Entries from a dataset

>>

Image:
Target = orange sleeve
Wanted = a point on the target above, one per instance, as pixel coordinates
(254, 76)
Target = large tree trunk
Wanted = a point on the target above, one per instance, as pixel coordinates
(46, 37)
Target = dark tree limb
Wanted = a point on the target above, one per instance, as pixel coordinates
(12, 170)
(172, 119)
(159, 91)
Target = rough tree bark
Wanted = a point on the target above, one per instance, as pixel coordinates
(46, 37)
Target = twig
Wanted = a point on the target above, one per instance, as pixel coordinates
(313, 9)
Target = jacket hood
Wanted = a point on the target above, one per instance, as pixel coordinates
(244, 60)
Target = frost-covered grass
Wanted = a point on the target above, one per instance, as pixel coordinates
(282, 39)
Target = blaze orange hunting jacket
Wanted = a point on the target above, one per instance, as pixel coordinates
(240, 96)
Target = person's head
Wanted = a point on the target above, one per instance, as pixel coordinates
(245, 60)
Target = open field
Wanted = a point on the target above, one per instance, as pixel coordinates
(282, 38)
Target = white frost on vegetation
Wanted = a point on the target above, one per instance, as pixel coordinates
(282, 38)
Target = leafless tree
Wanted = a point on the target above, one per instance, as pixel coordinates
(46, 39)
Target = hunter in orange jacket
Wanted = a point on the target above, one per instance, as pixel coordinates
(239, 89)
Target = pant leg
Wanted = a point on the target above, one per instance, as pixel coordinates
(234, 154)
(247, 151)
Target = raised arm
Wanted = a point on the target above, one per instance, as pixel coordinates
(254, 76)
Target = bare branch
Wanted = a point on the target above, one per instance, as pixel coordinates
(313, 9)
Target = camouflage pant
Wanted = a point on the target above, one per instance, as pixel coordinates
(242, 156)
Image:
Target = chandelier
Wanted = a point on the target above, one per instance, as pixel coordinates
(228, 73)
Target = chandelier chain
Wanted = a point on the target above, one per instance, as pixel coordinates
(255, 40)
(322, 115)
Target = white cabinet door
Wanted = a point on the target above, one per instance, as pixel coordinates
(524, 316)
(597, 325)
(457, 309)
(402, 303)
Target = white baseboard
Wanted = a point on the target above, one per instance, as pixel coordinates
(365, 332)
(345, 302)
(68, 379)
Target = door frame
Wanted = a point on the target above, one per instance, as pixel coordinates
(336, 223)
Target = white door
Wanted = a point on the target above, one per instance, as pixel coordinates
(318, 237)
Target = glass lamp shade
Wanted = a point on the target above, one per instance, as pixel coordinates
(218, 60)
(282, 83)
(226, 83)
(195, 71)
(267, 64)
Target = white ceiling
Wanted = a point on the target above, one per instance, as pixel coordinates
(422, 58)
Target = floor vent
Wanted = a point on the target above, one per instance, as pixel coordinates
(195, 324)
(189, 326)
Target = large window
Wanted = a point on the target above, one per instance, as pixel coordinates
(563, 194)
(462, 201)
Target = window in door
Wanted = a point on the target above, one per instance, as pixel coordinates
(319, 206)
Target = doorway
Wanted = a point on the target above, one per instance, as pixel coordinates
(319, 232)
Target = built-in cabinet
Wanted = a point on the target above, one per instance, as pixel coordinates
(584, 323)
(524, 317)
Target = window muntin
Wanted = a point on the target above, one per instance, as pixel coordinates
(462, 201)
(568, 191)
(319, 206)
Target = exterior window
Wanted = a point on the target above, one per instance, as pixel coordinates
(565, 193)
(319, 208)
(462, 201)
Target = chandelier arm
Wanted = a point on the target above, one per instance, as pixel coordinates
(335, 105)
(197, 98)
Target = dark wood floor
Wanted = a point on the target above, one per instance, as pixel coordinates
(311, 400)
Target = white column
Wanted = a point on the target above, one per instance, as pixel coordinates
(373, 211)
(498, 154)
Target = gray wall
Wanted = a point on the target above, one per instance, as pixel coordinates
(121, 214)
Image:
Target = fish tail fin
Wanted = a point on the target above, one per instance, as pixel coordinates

<<

### [Aim of the task]
Change every instance of "pixel coordinates" in the listing above to "x and y coordinates", and leave all other wording as it is.

### [Response]
Image:
Target = orange sleeve
Wanted = a point on the target above, one per instance, as x and y coordinates
(254, 76)
Target = large tree trunk
Wanted = a point on the target above, one per instance, as x and y coordinates
(46, 37)
Target = dark tree limb
Wanted = a point on the target above, one per instance, as x and y coordinates
(12, 170)
(172, 119)
(159, 91)
Target = rough tree bark
Wanted = a point on the target above, one per instance, as x and y coordinates
(46, 37)
Target = twig
Wanted = a point on the target above, one per instance, as x and y coordinates
(313, 9)
Target = jacket hood
Wanted = a point on the target above, one per instance, as x and y coordinates
(244, 60)
Target = frost-covered grass
Wanted = a point on the target above, one per instance, as x and y coordinates
(282, 39)
Target = blaze orange hunting jacket
Wanted = a point on the target above, one per instance, as x and y coordinates
(240, 96)
Target = person's head
Wanted = a point on the target above, one per instance, as x and y coordinates
(245, 60)
Target = open field
Wanted = a point on the target above, one per instance, as x and y coordinates
(282, 38)
Target = white frost on vegetation
Wanted = a point on the target above, one per instance, as x and y coordinates
(282, 38)
Target = leafless tree
Wanted = a point on the target above, one per instance, as x and y coordinates
(46, 39)
Target = hunter in orange jacket
Wanted = a point on the target above, one per instance, as x and y coordinates
(239, 89)
Target = pant leg
Wanted = a point on the target above, one per instance, as x and y coordinates
(234, 154)
(247, 151)
Target = raised arm
Wanted = a point on the target above, one per instance, as x and y coordinates
(254, 76)
Target = bare branch
Wanted = a point on the target above, one per instance, as x and y coordinates
(313, 9)
Target = camouflage pant
Wanted = a point on the target above, one per instance, as x and y coordinates
(242, 156)
Image:
Target = chandelier
Wanted = a point on the target above, one per instance, as x and y coordinates
(228, 73)
Target = chandelier chain
Wanted = a point on the target above, one per instance, as x and y coordinates
(255, 40)
(322, 115)
Target = white cabinet door
Wanted = a point on the target above, one per instance, as x and y coordinates
(524, 316)
(597, 325)
(457, 309)
(402, 303)
Target = white baseboard
Wanted = a point on the target above, one per instance, as x and y coordinates
(365, 332)
(345, 302)
(68, 379)
Target = door frame
Wanted = a point on the target above, one per instance, as x and y coordinates
(336, 223)
Target = white door
Wanted = a point on the target above, one per instance, as x and y coordinates
(318, 237)
Target = glass lamp shade
Wanted = a point on the target above, one per instance, as x and y coordinates
(218, 60)
(282, 83)
(226, 83)
(195, 71)
(267, 64)
Target = white ceiling
Wanted = a point on the target above, one per instance, as x and y coordinates
(422, 58)
Target = floor vent
Wanted = a point on the target above, one per instance, as x and y coordinates
(195, 324)
(189, 326)
Target = large window
Wanted = a point on the target above, one per instance, as x and y coordinates
(563, 194)
(462, 201)
Target = window in door
Wanted = a point on the target above, one per instance, as x and y coordinates
(319, 206)
Target = doorway
Wanted = a point on the target above, one per instance, as x and y coordinates
(319, 232)
Target = built-in cabinet
Wanted = a point on the target above, one per instance, as x and y coordinates
(584, 323)
(524, 317)
Target = window muntin
Wanted = a point on the target above, one per instance, as x and y coordinates
(462, 201)
(568, 191)
(319, 206)
Target = exterior window
Wanted = a point on the target above, one per instance, as x and y coordinates
(565, 193)
(319, 208)
(462, 201)
Target = chandelier arm
Wanted = a point on the target above, one per instance, as x and y coordinates
(335, 105)
(197, 98)
Target = dark wood floor
Wanted = a point on the target above, one per instance, as x and y coordinates
(311, 400)
Target = white column
Wanted = a point on the target above, one per instance, as x and y coordinates
(373, 211)
(498, 154)
Target = gray wall
Wanted = a point on the target above, one per instance, as x and y coordinates
(121, 214)
Image:
Target = fish tail fin
Wanted = a point on the target above, one per instance, as x and y coordinates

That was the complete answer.